A reasonable objection arises immediately. Chapter 1 argued that the reason–act–observe loop has been absorbed into the models: a modern reasoning model plans, acts, and self-critiques without external orchestration code, and Chapter 4 marked ReAct, Plan–Execute, and Reflection as largely model-internal by 2026. If the loop is inside the model, what is left to design?

The answer is the distinction between the inner loop and the envelope. What migrated into the model is the inner cognitive loop, the back-and-forth of reasoning, deciding which tool to reach for, and reasoning again about what to do next. What did not migrate is everything around it: assembling the context the model reasons over, executing the actions it proposes, enforcing the bounds, calling the governance pipeline, persisting state, and recording the trace. Chapter 1 named these in a single sentence, “bounding it, governing it, persisting its state, observing it, and recovering from its failures.” This chapter is the depth treatment of that sentence.

One distinction inside this is easy to blur and essential to keep sharp: tool selection can move into the model, but tool execution should not. The model deciding, mid-reasoning, that it wants to call a tool is part of the inner loop; the call itself, and the observation it returns, are the harness’s work, because the call is where a bound can refuse, a gate can escalate, and the trace can record. The discriminating question for any tool is therefore: can the harness refuse or modify this call before its effect occurs? Where execution returns to your code, an explicit tool loop in a graph or agent runtime, or a “computer-use” action your process carries out, the answer is yes even when selection happened inside the model: the boundary between deciding and doing is logical, not a matter of which call it lands on, and it holds.

The case that breaks this is provider-hosted execution: a server-side code interpreter, a hosted search, or a provider-resident tool that the model both selects and runs inside a single API call, handing your code a finished result it never had the chance to gate. There the seam is not merely moved, it is lost, you cannot refuse, re-scope, or meter pre-flight an effect that has already happened on someone else’s infrastructure. So the seam is a constraint the team imposes, not a fact about every platform: effectful and irreversible capability must run on the harness side of it, client-executed tools, or a provider tool sandboxed so its effects cannot escape, while provider-hosted execution is reserved for the read-only or idempotent (a web search, a lookup) where a completed result is acceptable. This is the line Chapter 4 drew, for the patterns that became “mostly model-internal,” what stayed architectural was the bounding, the observability, and the tool surface, and it is what Chapter 5 means in calling the bounding layer the first surface the agent’s outputs encounter. A provider-hosted effector is that first surface conceded.

So the harness is not the inner loop; it is the deterministic envelope around it. The practical consequence is that a single harness turn may wrap several model-internal steps: the harness assembles a context and makes one model call, and inside that call the model may reason and decide which tools it wants several times before it returns its proposed actions. The harness sees the boundary, what went in, what actions came out, and executes those actions itself, through the gateway. It is deliberately blind to the deliberation in between, the same way the bounding layer is blind to the model’s reasoning. As models absorb more of the inner cognitive loop, the envelope does not shrink, if anything it carries more weight, because more of the system’s behavior is decided inside an opaque call that only the envelope can constrain. The exception is the one just named: where a provider absorbs execution as well as selection, the envelope governs less, which is precisely why the execution seam is the one to defend.
▬▬▬▬▬▬
Exercise requirements -> Can you pick up the passage on the agent harness and its envelope after its final sentence and keep it going?

(Excerpts from point annotation data)
▬▬▬▬▬▬
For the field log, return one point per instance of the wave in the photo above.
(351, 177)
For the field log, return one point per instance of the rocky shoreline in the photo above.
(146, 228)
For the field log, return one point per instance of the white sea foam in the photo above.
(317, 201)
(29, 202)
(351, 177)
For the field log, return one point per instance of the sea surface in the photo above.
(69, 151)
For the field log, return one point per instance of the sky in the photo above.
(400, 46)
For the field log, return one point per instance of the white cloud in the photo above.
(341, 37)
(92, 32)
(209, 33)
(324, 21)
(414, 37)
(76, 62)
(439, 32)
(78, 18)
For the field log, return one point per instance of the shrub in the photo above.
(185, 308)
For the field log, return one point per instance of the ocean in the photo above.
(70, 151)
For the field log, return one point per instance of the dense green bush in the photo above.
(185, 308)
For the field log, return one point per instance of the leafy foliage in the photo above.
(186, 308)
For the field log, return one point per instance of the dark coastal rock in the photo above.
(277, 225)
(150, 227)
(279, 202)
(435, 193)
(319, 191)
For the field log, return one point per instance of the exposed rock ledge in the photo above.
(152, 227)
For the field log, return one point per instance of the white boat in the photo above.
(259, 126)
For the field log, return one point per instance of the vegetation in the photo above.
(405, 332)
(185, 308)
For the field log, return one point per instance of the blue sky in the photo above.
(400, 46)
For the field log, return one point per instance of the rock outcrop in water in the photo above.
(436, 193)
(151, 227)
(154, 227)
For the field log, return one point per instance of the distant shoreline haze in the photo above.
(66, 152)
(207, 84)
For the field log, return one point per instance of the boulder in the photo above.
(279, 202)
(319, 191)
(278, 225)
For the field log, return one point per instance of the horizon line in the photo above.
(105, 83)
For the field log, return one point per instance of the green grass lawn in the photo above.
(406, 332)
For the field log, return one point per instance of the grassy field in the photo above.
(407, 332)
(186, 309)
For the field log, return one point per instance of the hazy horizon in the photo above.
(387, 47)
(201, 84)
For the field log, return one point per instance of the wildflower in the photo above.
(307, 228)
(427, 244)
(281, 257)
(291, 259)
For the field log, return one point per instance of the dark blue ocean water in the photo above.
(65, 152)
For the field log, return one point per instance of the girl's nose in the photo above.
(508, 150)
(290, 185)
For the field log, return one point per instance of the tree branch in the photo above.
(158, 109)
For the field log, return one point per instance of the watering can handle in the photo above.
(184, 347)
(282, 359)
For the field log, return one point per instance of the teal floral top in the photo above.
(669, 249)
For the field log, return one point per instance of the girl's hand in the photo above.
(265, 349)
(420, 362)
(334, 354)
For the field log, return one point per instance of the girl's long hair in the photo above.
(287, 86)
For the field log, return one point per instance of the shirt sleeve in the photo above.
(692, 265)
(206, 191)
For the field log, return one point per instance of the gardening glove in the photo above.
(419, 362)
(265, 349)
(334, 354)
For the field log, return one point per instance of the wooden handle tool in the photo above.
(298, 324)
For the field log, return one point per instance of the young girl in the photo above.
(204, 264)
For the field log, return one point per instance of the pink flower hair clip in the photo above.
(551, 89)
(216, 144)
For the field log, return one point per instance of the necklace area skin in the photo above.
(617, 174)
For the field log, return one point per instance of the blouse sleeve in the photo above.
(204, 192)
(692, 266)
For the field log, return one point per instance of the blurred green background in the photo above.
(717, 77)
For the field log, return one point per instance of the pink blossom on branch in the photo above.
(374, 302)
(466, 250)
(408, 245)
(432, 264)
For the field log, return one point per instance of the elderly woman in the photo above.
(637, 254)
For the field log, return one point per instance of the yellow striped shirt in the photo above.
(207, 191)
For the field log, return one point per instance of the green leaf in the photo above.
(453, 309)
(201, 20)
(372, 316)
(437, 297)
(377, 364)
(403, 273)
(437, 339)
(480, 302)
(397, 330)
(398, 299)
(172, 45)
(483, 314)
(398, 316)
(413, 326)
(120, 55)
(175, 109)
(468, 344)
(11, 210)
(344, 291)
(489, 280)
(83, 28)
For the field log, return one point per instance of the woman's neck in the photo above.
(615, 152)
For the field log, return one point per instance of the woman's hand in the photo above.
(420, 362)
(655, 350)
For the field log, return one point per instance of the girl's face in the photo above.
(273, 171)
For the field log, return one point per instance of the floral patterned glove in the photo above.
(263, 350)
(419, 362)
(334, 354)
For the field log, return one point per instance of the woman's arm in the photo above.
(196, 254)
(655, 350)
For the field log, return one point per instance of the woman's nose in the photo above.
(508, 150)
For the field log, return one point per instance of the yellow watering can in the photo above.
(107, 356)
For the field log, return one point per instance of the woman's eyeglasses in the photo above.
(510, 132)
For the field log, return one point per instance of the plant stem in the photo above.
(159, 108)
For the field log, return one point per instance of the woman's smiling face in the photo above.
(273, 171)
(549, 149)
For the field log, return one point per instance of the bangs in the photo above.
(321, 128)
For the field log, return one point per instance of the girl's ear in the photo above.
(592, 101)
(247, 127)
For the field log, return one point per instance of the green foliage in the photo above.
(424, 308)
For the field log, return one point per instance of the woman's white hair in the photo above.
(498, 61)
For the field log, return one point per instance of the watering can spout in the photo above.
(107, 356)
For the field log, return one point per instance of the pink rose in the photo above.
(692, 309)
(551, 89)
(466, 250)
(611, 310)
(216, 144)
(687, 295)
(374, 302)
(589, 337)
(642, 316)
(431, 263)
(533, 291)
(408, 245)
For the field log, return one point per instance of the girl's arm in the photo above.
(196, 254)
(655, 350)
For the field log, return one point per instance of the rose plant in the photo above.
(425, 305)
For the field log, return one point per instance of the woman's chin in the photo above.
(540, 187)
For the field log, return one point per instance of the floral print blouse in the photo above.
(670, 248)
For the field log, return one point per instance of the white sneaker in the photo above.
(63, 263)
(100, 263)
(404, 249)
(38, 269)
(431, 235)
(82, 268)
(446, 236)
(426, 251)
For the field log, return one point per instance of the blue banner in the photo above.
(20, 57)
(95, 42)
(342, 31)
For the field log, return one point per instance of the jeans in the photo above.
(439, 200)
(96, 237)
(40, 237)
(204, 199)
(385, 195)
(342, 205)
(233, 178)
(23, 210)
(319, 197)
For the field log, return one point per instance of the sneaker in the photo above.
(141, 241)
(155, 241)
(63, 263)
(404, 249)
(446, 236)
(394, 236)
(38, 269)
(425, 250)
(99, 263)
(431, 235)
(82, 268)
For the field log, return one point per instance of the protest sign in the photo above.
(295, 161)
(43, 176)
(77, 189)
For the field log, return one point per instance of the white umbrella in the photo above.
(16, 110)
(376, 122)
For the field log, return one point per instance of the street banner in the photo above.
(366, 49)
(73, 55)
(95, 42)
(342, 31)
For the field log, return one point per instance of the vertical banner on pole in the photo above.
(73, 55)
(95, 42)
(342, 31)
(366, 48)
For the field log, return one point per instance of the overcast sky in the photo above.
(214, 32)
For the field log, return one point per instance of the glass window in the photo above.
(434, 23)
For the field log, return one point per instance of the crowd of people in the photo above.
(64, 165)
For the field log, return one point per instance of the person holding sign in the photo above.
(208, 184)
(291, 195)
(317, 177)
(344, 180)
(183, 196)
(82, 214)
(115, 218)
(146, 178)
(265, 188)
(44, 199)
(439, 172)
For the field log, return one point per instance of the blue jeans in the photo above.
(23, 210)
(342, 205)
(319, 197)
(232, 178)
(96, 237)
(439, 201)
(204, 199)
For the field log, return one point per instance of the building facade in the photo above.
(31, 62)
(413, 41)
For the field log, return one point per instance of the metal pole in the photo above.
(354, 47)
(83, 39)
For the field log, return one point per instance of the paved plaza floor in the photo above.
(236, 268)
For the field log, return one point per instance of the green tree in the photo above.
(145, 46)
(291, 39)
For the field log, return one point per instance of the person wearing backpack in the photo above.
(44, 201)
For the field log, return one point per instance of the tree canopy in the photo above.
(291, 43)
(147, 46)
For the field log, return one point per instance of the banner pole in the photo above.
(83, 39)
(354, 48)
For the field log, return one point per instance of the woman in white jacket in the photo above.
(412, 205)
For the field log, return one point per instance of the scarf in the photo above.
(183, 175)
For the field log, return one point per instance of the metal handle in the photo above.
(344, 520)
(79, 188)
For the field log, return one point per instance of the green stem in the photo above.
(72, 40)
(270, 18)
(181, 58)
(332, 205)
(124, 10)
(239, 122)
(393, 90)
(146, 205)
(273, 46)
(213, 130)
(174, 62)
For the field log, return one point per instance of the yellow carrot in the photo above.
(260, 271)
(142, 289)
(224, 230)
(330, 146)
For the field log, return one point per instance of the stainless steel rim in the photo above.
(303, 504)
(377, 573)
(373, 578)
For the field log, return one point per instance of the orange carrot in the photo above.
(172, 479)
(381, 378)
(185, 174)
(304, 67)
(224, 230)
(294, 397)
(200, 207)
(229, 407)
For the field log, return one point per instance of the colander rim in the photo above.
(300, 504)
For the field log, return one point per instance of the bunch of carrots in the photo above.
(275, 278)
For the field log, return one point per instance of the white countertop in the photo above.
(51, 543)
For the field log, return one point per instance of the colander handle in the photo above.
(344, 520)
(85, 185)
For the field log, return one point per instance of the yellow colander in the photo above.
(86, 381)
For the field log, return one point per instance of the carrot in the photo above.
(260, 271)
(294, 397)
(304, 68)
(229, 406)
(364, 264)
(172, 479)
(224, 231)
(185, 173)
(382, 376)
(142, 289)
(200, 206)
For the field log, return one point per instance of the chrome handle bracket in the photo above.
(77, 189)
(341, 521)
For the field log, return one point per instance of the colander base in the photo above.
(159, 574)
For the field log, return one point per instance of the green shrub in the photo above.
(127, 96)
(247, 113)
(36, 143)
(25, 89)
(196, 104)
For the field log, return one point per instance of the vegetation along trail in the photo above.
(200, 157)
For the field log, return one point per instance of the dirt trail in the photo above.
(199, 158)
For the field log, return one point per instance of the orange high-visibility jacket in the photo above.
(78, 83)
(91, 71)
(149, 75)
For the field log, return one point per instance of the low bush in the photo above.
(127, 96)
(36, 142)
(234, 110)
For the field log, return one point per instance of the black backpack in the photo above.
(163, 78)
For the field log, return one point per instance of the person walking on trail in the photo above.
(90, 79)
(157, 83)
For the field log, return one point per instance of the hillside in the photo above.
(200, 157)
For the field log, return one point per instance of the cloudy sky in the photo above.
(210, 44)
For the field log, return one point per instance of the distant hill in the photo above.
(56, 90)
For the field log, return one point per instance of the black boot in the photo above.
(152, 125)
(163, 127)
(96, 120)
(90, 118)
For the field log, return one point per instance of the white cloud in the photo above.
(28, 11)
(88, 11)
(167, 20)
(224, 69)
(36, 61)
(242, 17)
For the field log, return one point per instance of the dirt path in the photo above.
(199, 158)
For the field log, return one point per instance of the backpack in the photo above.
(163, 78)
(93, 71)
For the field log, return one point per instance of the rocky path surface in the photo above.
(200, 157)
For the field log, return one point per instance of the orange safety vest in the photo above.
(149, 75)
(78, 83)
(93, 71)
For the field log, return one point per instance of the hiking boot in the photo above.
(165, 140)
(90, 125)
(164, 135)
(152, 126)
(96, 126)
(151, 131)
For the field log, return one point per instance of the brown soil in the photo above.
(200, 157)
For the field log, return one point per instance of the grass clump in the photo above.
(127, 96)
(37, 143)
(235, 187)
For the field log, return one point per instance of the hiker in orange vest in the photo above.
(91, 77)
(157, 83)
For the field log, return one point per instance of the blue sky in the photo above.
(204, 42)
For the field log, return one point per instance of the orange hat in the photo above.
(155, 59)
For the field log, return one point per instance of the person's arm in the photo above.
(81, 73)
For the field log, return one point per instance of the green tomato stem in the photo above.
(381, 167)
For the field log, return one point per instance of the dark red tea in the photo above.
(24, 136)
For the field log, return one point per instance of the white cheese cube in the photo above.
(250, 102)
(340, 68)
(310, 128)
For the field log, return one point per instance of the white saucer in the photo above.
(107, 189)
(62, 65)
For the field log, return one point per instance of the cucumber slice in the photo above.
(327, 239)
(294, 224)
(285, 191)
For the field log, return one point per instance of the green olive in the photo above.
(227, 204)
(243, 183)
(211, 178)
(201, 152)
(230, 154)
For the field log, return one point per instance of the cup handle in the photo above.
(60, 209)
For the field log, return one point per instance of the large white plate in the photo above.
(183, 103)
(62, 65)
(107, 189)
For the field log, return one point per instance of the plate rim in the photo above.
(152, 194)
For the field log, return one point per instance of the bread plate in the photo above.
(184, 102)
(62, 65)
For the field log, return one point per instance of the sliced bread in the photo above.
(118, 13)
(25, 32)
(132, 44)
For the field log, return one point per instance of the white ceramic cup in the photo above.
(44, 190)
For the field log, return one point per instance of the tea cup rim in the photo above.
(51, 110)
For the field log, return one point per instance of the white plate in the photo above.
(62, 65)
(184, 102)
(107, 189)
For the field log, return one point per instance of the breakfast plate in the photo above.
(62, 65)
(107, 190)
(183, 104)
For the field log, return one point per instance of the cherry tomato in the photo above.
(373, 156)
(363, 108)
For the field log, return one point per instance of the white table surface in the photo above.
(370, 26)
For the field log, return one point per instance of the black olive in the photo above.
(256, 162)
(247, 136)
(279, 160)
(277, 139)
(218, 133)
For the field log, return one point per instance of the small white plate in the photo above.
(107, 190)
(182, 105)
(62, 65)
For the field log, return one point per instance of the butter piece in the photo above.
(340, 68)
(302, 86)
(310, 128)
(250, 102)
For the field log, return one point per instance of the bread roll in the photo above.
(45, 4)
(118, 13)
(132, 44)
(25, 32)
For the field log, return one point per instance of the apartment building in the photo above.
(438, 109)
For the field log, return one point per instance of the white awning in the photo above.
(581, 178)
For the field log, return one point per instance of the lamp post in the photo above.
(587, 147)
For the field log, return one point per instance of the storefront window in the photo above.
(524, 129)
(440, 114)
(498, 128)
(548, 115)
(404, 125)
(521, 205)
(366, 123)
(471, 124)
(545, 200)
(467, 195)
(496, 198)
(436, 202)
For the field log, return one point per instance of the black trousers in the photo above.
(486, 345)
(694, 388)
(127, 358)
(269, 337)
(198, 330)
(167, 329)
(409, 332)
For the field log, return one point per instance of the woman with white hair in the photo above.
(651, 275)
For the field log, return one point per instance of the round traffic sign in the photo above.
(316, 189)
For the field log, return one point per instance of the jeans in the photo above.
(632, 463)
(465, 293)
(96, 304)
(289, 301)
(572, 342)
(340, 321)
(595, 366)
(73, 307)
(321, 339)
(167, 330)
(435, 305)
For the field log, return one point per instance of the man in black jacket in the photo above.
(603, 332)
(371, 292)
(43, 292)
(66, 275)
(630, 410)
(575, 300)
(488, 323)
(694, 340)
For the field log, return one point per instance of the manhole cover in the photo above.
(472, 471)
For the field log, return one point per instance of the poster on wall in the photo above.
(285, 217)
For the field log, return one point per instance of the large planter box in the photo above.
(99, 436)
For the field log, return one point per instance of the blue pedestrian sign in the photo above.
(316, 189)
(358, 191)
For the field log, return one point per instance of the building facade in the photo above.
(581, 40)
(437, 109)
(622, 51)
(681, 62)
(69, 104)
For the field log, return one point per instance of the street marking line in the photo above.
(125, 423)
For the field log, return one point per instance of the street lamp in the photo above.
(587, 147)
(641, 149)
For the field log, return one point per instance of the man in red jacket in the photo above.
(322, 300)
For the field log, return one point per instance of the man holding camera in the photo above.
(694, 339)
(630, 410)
▬▬▬▬▬▬
Result for this exercise ->
The loop, structurally

Concretely, the harness is the code that runs one turn and decides whether to run another. Its responsibilities, in order:

Assemble context. Build the input the model will reason over this turn: the system instruction, the relevant memory (Chapter 7), any loaded skills (Chapter 10), the tool declarations, and the working state of the task. This is a construction step, not an accumulation step, a point developed below.
Call the model. The single probabilistic step. Everything before and after is deterministic code the team owns.
Parse intent. Interpret the response as structured intent, a final answer, or one or more proposed tool calls with arguments, rather than treating free text as if it were a command.
Dispatch through the gateway. Route every proposed action through the bounding layer (Chapter 5) and the governance pipeline (Chapter 6) before it touches anything. The model proposes; the harness disposes.
Observe and update. Feed each result, success, refusal, or escalation, back as an observation, update memory and the bounds ledgers, and write the trace (Chapter 12).
Decide whether to continue. Check the iteration, cost, and deadline bounds, and loop again or terminate.

The shape of one turn:

The per-action gateway internals, the action-surface check, the per-call cost and data-scope checks, and reversibility routing, are developed as pseudocode in the Concord worked example (Chapter 17). What matters here is the loop around the gateway, and the loop-level bounds the harness itself enforces: the iteration counter, the session deadline, and the running cost budget, checked before the expensive call rather than after (Chapter 5). In skeletal form:

def run_turn(session, task_state):
    # The deterministic envelope. call_model() is the only DIRECTLY probabilistic
    # line; a tool or sub-agent reached via the gateway may wrap its own model call.
    if session.now() >= session.deadline or session.over_budget():
        return Aborted("time or cost budget")         # Ch 5: check before the costly call
    context = assemble_context(session, task_state)   # memory, skills, tools, state
    response = call_model(context,
                          max_tokens=session.remaining_token_budget())
    session.trace("model.responded", response.summary)

    intent = parse_intent(response)                   # final answer or proposed actions
    if intent.is_final:
        return Done(intent.answer)

    for action in intent.actions:
        # the gateway enforces every bound axis AND the governance pipeline (Ch 5, 6, 17)
        result = gateway(session, action)             # may allow, refuse, or escalate
        task_state.observe(action, result)            # refusals are observations too
        session.memory.record(action, result)         # Ch 7
        session.trace("action.result", action, result)

    session.iter_count += 1
    if session.exceeds_any_bound():                   # iteration, cost, deadline (Ch 5)
        return Aborted("bound exceeded")
    return Continue(task_state)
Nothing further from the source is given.